EXERCISE BRIEF: Search term "popsicle": work out how many lines of the data below contain it, and answer with that number alone.

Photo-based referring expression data
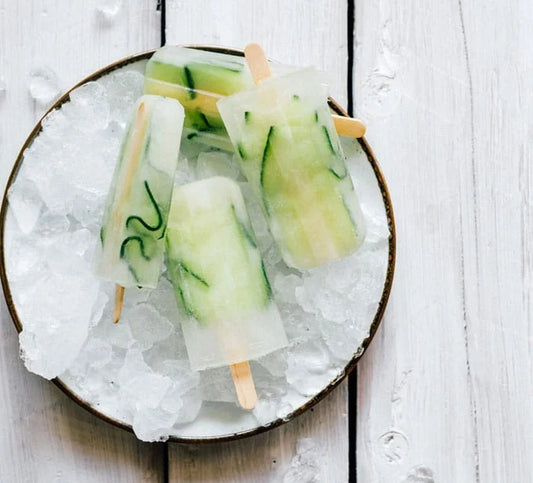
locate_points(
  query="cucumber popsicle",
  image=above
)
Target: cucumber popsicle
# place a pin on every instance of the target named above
(198, 79)
(291, 155)
(219, 279)
(135, 217)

EXPECTED ANSWER: 2